What you need to do: Pick out and copy each line in the records below that contains the string "drum". Case counts when matching.

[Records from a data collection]
*-*-*

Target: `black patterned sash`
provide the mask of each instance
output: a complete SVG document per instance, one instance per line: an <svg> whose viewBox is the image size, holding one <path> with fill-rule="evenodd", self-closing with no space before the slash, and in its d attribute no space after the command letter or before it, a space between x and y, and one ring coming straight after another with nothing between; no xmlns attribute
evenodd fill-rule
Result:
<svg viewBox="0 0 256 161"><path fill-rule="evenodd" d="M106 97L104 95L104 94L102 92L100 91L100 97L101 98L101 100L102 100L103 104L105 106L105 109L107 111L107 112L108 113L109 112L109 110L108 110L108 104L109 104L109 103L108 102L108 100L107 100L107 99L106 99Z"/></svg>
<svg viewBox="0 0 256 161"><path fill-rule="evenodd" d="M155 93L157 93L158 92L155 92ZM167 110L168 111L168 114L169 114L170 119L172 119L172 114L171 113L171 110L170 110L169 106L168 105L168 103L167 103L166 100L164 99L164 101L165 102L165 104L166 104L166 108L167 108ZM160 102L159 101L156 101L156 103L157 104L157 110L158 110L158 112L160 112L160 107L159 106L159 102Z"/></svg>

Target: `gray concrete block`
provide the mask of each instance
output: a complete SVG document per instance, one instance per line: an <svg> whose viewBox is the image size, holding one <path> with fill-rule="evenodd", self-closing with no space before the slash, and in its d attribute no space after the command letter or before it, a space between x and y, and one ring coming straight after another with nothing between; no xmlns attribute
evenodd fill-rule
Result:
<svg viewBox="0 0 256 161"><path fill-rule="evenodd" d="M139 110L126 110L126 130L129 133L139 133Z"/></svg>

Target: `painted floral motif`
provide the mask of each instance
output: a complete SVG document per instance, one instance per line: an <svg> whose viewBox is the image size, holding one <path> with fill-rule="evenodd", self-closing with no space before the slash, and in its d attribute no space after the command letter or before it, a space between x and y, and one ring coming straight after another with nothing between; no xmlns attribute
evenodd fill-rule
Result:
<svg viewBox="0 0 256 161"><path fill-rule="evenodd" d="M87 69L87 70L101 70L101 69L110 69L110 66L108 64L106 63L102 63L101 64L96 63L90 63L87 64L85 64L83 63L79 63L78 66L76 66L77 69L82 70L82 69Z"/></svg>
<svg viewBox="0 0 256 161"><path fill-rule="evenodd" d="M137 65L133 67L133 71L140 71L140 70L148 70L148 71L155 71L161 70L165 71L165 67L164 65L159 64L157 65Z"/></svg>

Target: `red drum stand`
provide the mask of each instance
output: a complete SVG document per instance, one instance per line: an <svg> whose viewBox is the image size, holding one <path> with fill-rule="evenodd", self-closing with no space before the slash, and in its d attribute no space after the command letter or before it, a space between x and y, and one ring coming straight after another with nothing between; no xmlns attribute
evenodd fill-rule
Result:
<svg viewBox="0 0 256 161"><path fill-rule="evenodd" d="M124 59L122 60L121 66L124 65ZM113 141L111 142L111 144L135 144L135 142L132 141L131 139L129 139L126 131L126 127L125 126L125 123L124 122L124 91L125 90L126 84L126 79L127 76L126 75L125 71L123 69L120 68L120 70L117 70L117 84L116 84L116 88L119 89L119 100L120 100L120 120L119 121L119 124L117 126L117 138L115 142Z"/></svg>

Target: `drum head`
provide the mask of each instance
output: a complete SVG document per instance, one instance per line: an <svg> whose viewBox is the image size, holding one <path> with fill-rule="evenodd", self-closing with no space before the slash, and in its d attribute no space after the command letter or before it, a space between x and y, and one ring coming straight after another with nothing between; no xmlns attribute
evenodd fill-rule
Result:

*-*-*

Task result:
Target: `red drum stand`
Target: `drum head`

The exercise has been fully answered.